━━━━━ Data supplied ━━━━━
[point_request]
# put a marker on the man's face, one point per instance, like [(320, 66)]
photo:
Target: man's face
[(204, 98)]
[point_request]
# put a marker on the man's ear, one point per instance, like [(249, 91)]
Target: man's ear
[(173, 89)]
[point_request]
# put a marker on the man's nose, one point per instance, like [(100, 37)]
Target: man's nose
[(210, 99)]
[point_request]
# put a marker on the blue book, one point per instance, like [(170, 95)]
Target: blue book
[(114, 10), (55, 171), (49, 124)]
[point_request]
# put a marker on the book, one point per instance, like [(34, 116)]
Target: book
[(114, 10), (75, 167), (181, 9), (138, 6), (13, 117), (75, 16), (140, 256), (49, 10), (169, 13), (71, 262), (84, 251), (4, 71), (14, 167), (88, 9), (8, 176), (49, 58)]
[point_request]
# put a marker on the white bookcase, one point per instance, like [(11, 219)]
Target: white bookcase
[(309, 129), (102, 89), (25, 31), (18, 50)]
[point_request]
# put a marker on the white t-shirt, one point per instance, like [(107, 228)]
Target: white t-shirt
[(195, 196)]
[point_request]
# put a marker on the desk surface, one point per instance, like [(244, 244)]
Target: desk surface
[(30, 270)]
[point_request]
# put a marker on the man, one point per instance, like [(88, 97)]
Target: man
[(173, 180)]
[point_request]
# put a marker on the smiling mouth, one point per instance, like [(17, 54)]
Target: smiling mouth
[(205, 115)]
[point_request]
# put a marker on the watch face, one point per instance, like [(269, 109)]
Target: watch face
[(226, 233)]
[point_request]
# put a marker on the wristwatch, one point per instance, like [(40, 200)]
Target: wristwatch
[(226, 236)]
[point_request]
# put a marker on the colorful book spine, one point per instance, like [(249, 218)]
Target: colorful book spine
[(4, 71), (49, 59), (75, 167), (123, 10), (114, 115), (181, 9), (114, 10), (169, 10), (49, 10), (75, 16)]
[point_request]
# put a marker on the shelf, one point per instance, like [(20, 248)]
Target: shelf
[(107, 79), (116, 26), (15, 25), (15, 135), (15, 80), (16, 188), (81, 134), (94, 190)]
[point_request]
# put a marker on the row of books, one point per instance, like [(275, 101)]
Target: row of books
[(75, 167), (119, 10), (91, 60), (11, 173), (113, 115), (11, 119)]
━━━━━
__The task__:
Please present the listing as a numbered list, starting at its first line and stopping after the line that contains "134), (94, 190)]". Leave out any blank lines.

__Solution__:
1. [point_request]
2. # put a marker on the man's face, one point per instance, like [(320, 66)]
3. photo:
4. Target: man's face
5. [(204, 98)]
6. [point_request]
7. # put a marker on the man's ear, one point per instance, like [(249, 91)]
8. Target: man's ear
9. [(173, 89)]
10. [point_request]
11. # put a marker on the man's nose, one point per instance, like [(100, 37)]
12. Target: man's nose
13. [(210, 99)]
14. [point_request]
15. # put a marker on the blue book, one point per instance, like [(170, 95)]
16. Target: blue book
17. [(114, 10), (55, 171), (49, 124)]
18. [point_request]
19. # put a marker on the book, one point per instance, like [(34, 116)]
20. Target: book
21. [(114, 10), (75, 167), (181, 9), (138, 6), (13, 117), (75, 16), (140, 256), (49, 10), (169, 13), (71, 262), (84, 251), (4, 71), (14, 167), (88, 9), (8, 176), (49, 58)]
22. [point_request]
23. # put a marker on the white bookcase, one point per instance, like [(11, 219)]
24. Target: white bookcase
25. [(309, 129), (102, 89), (25, 31), (18, 50)]
26. [point_request]
27. # put a marker on the white t-shirt, one point per instance, like [(107, 228)]
28. Target: white t-shirt
29. [(195, 196)]
30. [point_request]
31. # put a marker on the desk surface, one point per instance, like [(244, 244)]
32. Target: desk surface
33. [(30, 270)]
34. [point_request]
35. # put a marker on the man, one point per instance, like [(88, 97)]
36. Target: man
37. [(173, 180)]
38. [point_request]
39. # put a marker on the smiling mouth, one point per instance, like [(17, 54)]
40. Target: smiling mouth
41. [(205, 115)]
42. [point_request]
43. # put a marker on the watch face, one point per instance, like [(269, 109)]
44. Target: watch face
45. [(226, 233)]
46. [point_request]
47. # put a marker on the wristwatch, one point per instance, like [(40, 200)]
48. Target: wristwatch
49. [(226, 236)]
50. [point_request]
51. # put a marker on the colorful book spine, one point per instance, like [(249, 218)]
52. Target: colorful book spine
53. [(4, 71), (49, 59), (75, 167), (123, 10), (114, 115), (181, 9), (114, 10), (169, 10), (49, 10), (75, 16)]
54. [point_request]
55. # put a marker on the shelf, one point per instance, like [(20, 248)]
56. Target: shelf
57. [(107, 79), (116, 26), (15, 25), (15, 135), (15, 80), (16, 188), (81, 134), (94, 190)]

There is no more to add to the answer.